━━━━━ Information provided
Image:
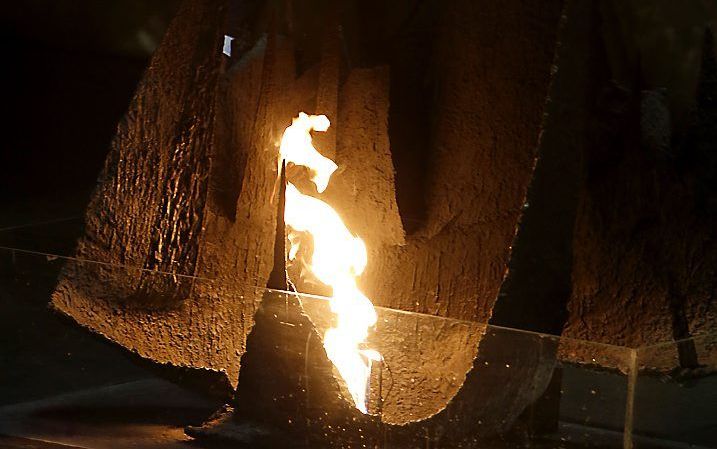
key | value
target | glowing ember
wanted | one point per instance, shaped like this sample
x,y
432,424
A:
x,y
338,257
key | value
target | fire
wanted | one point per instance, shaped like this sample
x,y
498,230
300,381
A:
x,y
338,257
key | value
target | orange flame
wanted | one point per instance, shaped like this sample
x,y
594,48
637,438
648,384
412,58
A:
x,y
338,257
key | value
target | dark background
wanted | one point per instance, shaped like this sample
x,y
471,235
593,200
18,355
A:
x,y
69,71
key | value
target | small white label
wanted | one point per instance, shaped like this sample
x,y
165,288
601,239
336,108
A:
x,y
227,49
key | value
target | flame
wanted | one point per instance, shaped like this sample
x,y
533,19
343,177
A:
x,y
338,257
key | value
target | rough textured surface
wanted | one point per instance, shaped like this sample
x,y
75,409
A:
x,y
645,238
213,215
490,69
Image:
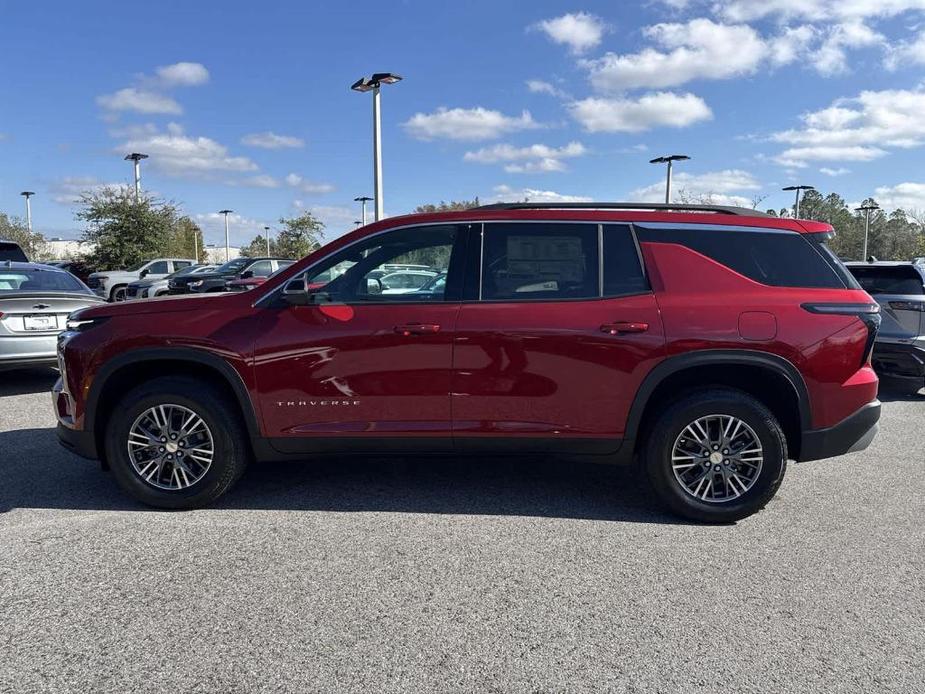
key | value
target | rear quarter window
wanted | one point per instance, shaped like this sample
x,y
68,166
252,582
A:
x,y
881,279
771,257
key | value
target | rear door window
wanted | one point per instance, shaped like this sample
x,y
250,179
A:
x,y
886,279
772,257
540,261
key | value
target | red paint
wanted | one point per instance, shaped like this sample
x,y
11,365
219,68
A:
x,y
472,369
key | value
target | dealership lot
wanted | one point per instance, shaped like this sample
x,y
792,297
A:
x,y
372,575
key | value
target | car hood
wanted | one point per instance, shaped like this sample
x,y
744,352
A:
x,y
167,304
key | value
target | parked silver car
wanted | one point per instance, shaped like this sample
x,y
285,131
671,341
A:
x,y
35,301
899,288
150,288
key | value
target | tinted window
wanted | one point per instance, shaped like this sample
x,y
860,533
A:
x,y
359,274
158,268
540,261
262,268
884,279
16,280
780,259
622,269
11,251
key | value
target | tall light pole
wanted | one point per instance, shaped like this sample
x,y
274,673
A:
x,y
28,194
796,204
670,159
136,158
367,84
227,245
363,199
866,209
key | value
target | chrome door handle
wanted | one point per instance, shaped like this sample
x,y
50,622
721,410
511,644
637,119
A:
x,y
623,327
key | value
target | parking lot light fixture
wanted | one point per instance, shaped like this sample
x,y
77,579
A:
━━━━━━━━━━
§ To be done
Reproduce all of the material above word for word. Omit the pictures.

§ Solved exercise
Image:
key | value
target | glowing ember
wanted | one point per instance, shaped like this sample
x,y
432,424
A:
x,y
338,257
key | value
target | fire
wanted | one point per instance, shaped like this sample
x,y
498,230
300,381
A:
x,y
338,257
key | value
target | orange flame
wanted | one point per instance, shaped like this sample
x,y
594,48
637,438
648,384
412,58
A:
x,y
338,257
key | value
target | dark background
wanted | one point per instance, shaped like this sample
x,y
471,235
593,200
18,355
A:
x,y
69,71
key | value
target | small white label
wanted | one point per instance, shaped like this sample
x,y
165,288
601,239
336,108
A:
x,y
227,49
key | value
target | flame
wanted | one point per instance, shaped like this sample
x,y
533,19
343,177
A:
x,y
338,257
key | value
target | rough textured surface
wanted | one point per instance, shaped like this sample
x,y
75,409
A:
x,y
645,238
213,215
490,69
Image:
key | value
target | rear quarter window
wanted | one point per instance, shaped like this sample
x,y
68,166
252,582
A:
x,y
881,279
771,257
key | value
target | rear door window
wanted | one point per instance, shaped like this sample
x,y
250,179
A:
x,y
886,279
772,257
540,261
key | value
target | red paint
wanted | one point per instance, shaped like this sample
x,y
11,365
219,68
A:
x,y
472,369
key | value
target | dealership lot
wanted | one point per instance, shaped like this sample
x,y
792,297
A:
x,y
372,575
key | value
target | car hood
wanted | one point per instance, shaped like this sample
x,y
744,352
A:
x,y
167,304
key | value
target | parked silver car
wanted | one point per instance, shaped like this sample
x,y
285,131
671,341
A:
x,y
35,301
899,288
150,288
key | value
target | tinted window
wanted | one point per instance, shaped like this sample
x,y
860,533
A:
x,y
359,274
158,268
540,261
262,268
884,279
16,280
780,259
622,269
11,251
key | value
target | tall light pole
wanted | one point per instance, shaped like this sample
x,y
274,673
A:
x,y
28,194
796,204
670,159
136,158
367,84
227,245
363,199
866,209
key | value
target | chrome door handle
wanted | one point per instance, shaped like this sample
x,y
50,622
721,410
511,644
637,119
A:
x,y
623,327
key | value
target | parking lot light fixture
wanted | one point per instance, shaped like this sample
x,y
77,579
A:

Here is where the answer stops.